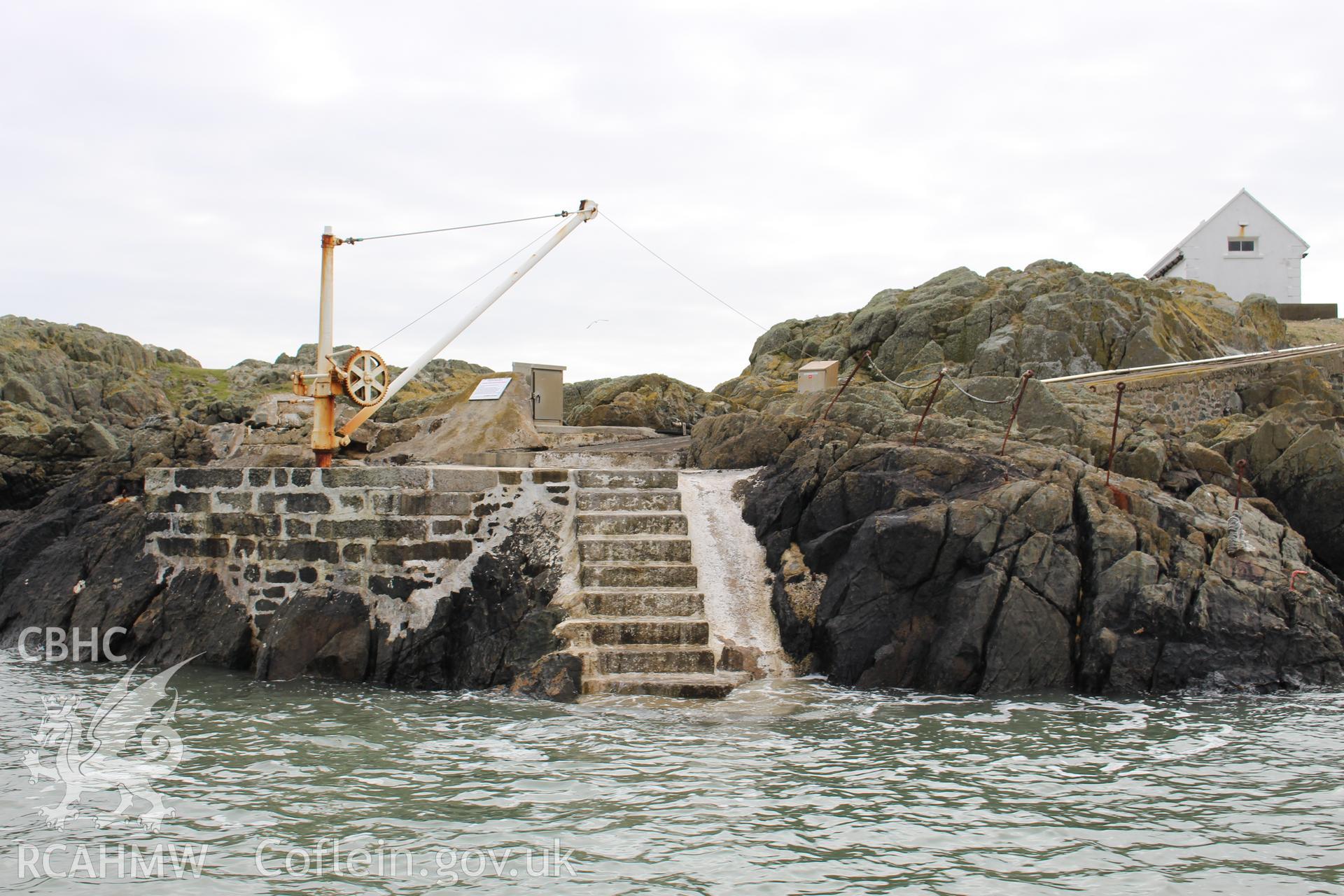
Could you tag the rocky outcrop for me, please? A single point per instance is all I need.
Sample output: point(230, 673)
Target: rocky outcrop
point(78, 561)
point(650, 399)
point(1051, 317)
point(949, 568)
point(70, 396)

#####

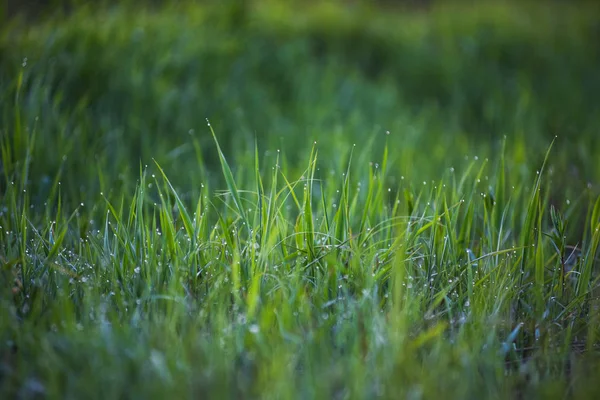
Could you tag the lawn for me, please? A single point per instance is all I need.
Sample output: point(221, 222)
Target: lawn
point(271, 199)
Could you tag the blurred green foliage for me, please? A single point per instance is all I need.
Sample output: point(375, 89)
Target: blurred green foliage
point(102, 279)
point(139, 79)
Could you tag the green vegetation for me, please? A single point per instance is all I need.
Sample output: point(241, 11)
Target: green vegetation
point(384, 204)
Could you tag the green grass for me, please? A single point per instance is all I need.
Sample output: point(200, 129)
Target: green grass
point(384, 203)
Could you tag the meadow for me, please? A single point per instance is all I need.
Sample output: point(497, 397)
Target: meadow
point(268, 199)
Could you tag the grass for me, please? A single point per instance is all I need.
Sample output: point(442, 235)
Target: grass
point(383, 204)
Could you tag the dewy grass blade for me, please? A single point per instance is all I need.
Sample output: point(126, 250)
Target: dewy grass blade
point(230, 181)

#####

_Work order_
Return all lines of the material above in which "single" occurs.

_Answer to the problem_
Could you tag the rocky outcrop for me, please? A single point per instance is all I need.
Could you tag the lawn for me, please? A single point per instance is all I need.
Could you tag the blurred green foliage for me, please? A single point per instance is all I need.
Could you tag the green vegetation for me, please? A single point per instance is all I need.
Could you tag the green grass for me, please? A single point per instance is all I need.
Could you tag the meadow for me, please? A single point per instance is all I need.
Could you tag the grass for me, please? A single point per instance is all I need.
Could you tag the dewy grass blade for me, please? A single point per instance is all I need.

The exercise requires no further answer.